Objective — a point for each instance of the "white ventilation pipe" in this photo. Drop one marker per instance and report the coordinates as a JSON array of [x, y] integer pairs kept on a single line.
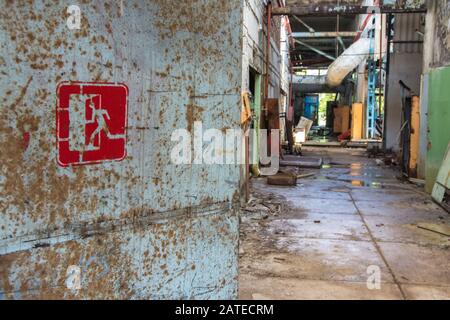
[[357, 53]]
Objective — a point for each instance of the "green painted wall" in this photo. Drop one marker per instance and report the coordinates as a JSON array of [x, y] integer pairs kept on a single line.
[[438, 122]]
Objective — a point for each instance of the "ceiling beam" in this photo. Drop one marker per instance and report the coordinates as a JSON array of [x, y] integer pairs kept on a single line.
[[333, 10], [331, 34]]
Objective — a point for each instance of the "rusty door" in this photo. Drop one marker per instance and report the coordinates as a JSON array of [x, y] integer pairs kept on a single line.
[[90, 204]]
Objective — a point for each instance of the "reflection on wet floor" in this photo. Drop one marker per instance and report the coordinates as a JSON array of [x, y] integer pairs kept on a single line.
[[350, 214]]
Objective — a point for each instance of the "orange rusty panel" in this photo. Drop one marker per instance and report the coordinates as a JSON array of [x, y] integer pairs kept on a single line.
[[181, 64], [415, 136], [341, 119], [357, 121], [273, 113]]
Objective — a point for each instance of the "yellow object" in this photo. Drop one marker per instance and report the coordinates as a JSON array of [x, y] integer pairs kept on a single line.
[[246, 112], [341, 119], [357, 121], [415, 136]]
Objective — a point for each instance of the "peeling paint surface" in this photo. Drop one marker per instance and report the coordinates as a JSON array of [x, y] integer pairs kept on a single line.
[[142, 228]]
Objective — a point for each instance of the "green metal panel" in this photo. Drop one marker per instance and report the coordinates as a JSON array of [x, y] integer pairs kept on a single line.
[[257, 124], [438, 123]]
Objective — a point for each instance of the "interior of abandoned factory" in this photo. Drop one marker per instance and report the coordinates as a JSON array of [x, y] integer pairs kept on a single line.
[[241, 149]]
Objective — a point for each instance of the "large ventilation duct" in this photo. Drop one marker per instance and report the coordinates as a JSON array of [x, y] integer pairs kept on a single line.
[[348, 61]]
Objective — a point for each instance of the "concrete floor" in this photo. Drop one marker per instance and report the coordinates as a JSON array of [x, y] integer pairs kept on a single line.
[[350, 216]]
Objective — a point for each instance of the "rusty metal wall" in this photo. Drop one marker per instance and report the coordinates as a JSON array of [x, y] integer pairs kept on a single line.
[[140, 228]]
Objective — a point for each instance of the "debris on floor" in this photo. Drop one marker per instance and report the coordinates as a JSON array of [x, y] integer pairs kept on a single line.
[[283, 178], [262, 206], [323, 235], [436, 228]]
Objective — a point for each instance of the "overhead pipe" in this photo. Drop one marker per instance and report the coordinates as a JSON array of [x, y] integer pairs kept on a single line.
[[326, 55], [356, 54], [348, 61]]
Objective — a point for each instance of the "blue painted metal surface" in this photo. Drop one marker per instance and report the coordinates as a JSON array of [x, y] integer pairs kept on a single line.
[[141, 228]]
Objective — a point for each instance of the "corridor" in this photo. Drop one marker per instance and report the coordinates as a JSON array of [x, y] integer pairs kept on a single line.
[[340, 226]]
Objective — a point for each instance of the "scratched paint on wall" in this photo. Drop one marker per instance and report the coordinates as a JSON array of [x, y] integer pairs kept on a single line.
[[138, 228]]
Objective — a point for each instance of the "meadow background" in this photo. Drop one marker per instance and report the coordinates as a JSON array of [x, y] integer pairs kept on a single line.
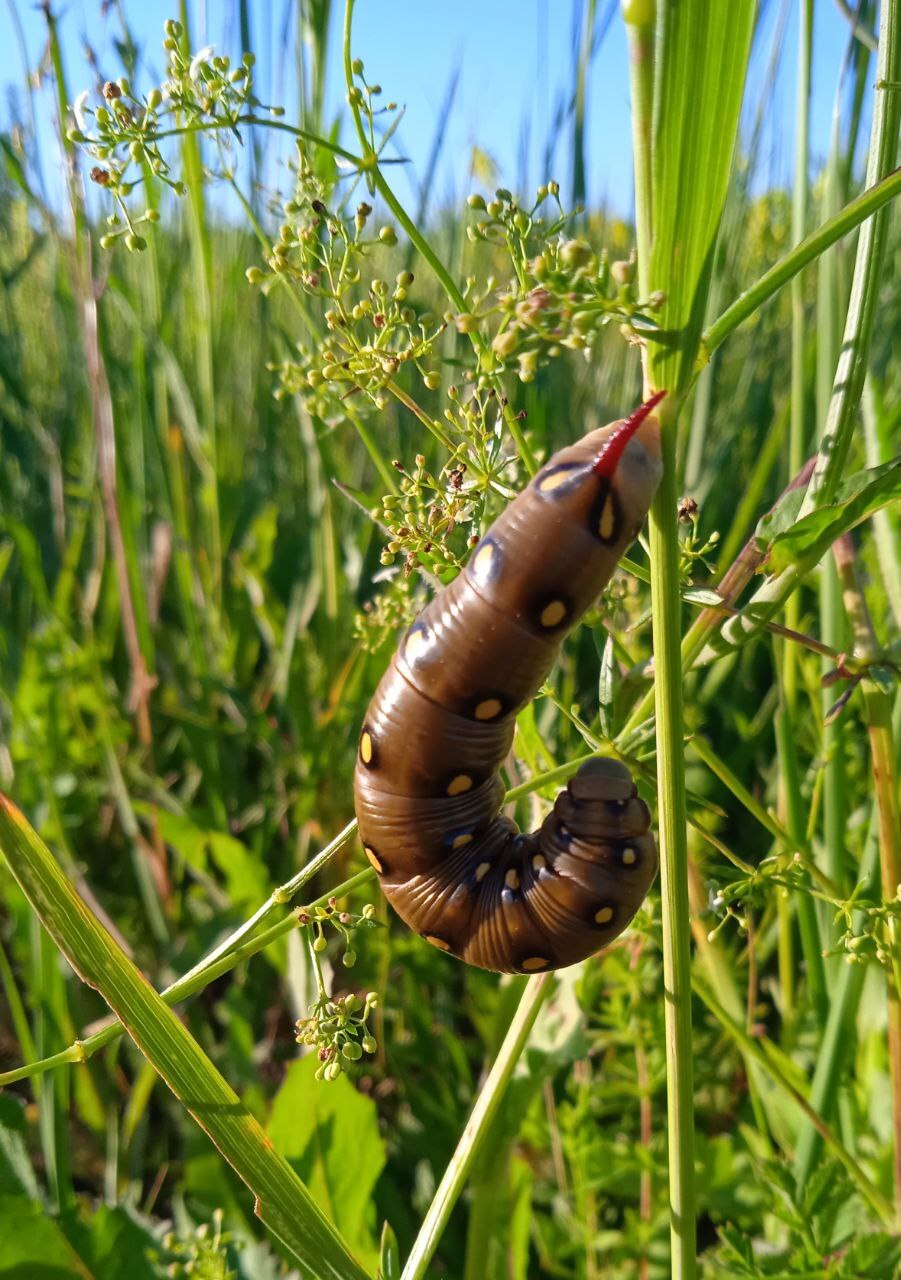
[[201, 581]]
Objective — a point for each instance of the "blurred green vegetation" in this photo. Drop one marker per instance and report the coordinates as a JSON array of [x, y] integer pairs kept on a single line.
[[193, 615]]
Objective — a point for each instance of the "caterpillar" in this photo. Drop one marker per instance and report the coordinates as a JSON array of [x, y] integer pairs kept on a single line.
[[428, 791]]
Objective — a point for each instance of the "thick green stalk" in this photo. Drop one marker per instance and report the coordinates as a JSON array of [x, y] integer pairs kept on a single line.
[[476, 1129], [851, 369], [640, 35]]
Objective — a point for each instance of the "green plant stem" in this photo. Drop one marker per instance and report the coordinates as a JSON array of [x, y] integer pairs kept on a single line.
[[854, 214], [849, 382], [838, 1033], [200, 978], [757, 1054], [667, 608], [879, 728], [476, 1129]]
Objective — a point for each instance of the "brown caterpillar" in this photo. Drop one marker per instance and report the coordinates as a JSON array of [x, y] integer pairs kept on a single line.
[[426, 786]]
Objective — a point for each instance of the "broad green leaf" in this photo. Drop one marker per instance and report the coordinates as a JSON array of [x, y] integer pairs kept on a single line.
[[329, 1133], [389, 1257], [703, 51], [282, 1201], [790, 540], [33, 1246], [243, 874]]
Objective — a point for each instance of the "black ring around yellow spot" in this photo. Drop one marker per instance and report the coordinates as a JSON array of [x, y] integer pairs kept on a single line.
[[553, 613], [605, 516], [484, 565], [416, 643], [374, 859], [558, 479]]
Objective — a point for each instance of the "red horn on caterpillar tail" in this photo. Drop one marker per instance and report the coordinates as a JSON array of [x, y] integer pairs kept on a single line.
[[426, 785]]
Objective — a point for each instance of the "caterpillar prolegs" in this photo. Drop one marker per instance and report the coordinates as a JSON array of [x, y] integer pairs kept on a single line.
[[426, 786]]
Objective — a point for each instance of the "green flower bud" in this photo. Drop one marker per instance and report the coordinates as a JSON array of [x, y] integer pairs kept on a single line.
[[466, 323], [575, 252], [504, 343]]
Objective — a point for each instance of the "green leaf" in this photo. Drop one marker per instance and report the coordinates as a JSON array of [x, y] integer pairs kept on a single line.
[[243, 874], [283, 1203], [389, 1257], [790, 540], [33, 1246], [700, 78], [329, 1133]]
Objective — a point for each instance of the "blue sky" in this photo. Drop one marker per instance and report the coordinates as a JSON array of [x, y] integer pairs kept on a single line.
[[515, 60]]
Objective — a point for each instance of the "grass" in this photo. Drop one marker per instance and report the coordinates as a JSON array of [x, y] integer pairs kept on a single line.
[[215, 515]]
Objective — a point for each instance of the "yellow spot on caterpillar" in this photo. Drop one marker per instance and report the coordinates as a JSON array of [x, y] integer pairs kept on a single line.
[[437, 942], [417, 643], [553, 613], [554, 480], [608, 520], [481, 561]]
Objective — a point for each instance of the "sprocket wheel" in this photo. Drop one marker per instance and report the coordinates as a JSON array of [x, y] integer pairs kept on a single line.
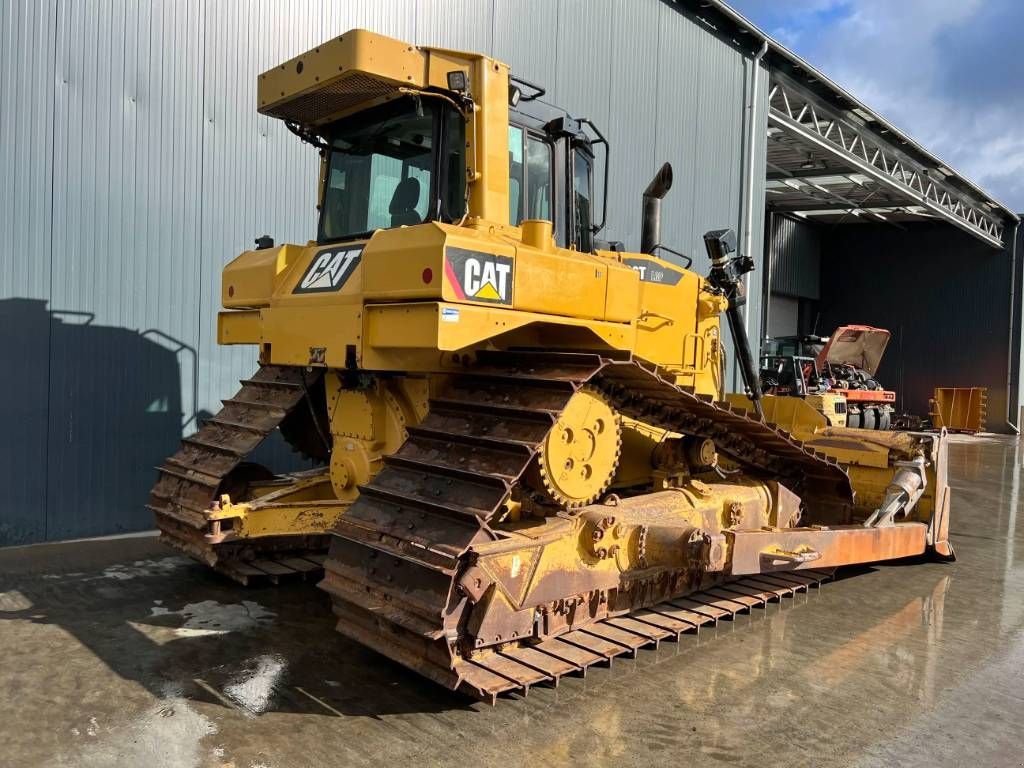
[[579, 458]]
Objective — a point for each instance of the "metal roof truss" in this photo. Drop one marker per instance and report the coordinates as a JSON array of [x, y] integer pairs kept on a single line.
[[821, 162]]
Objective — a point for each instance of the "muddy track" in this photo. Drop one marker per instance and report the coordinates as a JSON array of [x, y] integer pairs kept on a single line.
[[396, 555], [212, 462]]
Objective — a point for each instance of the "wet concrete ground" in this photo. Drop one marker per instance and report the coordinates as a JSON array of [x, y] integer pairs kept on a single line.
[[119, 653]]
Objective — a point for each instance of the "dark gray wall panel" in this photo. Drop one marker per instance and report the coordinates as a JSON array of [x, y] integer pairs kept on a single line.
[[796, 254]]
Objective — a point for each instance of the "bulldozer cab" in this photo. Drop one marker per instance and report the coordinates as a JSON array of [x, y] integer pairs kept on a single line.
[[551, 172], [396, 164], [403, 163]]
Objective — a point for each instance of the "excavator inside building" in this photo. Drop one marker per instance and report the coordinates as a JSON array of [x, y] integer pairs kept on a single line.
[[525, 461]]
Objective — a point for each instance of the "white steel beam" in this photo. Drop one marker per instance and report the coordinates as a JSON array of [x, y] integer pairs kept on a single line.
[[856, 146]]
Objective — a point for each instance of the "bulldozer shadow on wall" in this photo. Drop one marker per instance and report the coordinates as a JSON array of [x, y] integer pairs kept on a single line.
[[88, 411]]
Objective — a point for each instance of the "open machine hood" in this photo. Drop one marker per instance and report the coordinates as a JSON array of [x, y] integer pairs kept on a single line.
[[855, 345]]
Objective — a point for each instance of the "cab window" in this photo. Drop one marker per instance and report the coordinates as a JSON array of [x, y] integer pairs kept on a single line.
[[529, 176], [583, 194]]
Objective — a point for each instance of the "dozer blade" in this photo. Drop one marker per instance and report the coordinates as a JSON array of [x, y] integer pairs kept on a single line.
[[212, 462], [399, 568]]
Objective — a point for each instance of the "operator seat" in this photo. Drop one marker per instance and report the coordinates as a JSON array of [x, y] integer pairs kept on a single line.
[[402, 208]]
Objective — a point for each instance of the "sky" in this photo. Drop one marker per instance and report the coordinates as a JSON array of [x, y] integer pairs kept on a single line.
[[948, 73]]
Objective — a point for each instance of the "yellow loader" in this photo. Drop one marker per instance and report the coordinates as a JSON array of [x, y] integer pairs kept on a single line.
[[525, 462]]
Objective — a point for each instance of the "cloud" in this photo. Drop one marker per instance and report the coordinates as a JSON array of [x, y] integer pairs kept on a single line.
[[946, 72]]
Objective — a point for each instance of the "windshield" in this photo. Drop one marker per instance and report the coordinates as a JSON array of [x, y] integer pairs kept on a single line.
[[398, 164]]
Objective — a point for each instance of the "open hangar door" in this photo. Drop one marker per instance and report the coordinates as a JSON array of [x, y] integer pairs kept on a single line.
[[864, 226]]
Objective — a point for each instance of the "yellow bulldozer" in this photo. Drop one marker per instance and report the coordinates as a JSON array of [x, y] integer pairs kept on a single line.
[[525, 464]]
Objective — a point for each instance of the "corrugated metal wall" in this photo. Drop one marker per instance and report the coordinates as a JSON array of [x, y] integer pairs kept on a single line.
[[135, 166], [944, 295]]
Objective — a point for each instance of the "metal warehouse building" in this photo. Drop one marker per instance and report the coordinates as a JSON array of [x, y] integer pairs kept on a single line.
[[135, 166]]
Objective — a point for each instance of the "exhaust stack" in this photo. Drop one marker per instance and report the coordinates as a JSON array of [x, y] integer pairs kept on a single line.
[[650, 231]]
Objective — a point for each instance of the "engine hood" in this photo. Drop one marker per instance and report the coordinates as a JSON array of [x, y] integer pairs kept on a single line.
[[855, 345]]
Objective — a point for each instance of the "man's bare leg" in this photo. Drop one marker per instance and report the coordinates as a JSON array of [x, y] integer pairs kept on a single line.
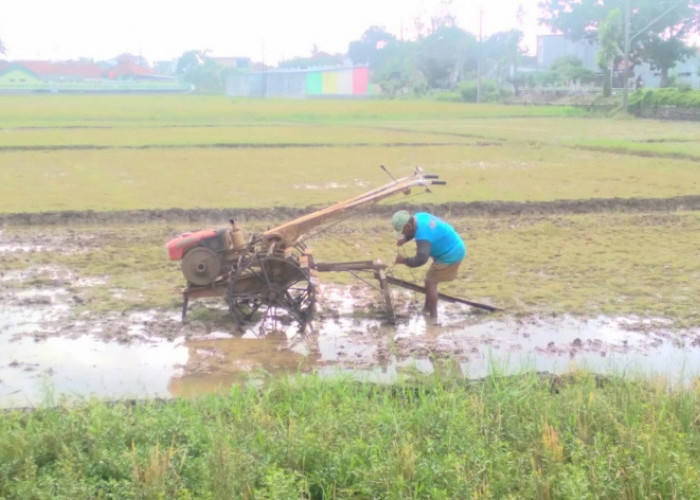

Objective :: Reproduce the material from its first line through the line containing "[[257, 124], [438, 123]]", both included, keeping every request, adding -78 to each coordinate value in the answers, and omitting the pictures.

Output for this exercise ::
Objective — a point for each instance of the "white ventilation pipe" in this photo. Drop one marker per instance and report the coordinates as a JSON array of [x, y] integer pairs kept on a single line.
[[279, -25]]
Objective — a point for each instance of the "green painted wall" in this photo. Drop one marker per instance and report the coordinates as a JSON array of [x, y] integer pairs kept on a single line.
[[360, 44]]
Objective — a point for each instance of the "ceiling beam" in this photo. Drop one marker per instance and report the coordinates as a JSON array of [x, y] integer pairs kept on a single line.
[[255, -68], [253, -44]]
Objective — a point for each instance of the "rusty door" in this photo. Drop one marker per instance and report the coordinates as a JSON array of [x, y] integer pairs kept on a single line.
[[12, 126]]
Objective — a point for each instance of the "reflection on wet floor" in this photo. Drop one marker per instance and report the coordinates as a JSON array of [x, y] integer pairs kept on a single line.
[[272, 136]]
Objective — a point for each instance of the "orange rusty panel" in this photo. Drop one marker per instance and report the coordinates as a JSON array of [x, y] integer pairs kept on a single line.
[[103, -14], [337, 58], [263, 41], [279, 43], [195, 35]]
Objective — a point for each instance of the "yellow object" in this photo. Drop one marker per instance and report the coordinates as a JSON array of [x, y] integer pairs kept on a single line.
[[168, 34], [263, 41], [279, 43], [337, 58]]
Objective — a point for each instance of the "peeling paint surface" in this photo. Drop one marker per instance and report the coordinates as a JSON array of [x, y] integer pairs kept on a single line.
[[64, 150]]
Objective — a point for each instance of the "green metal panel" in this photo. Drop one marker per instance and report the coordinates as a JSON array of [x, y] integer pairs kept on a single line.
[[179, 46], [360, 45]]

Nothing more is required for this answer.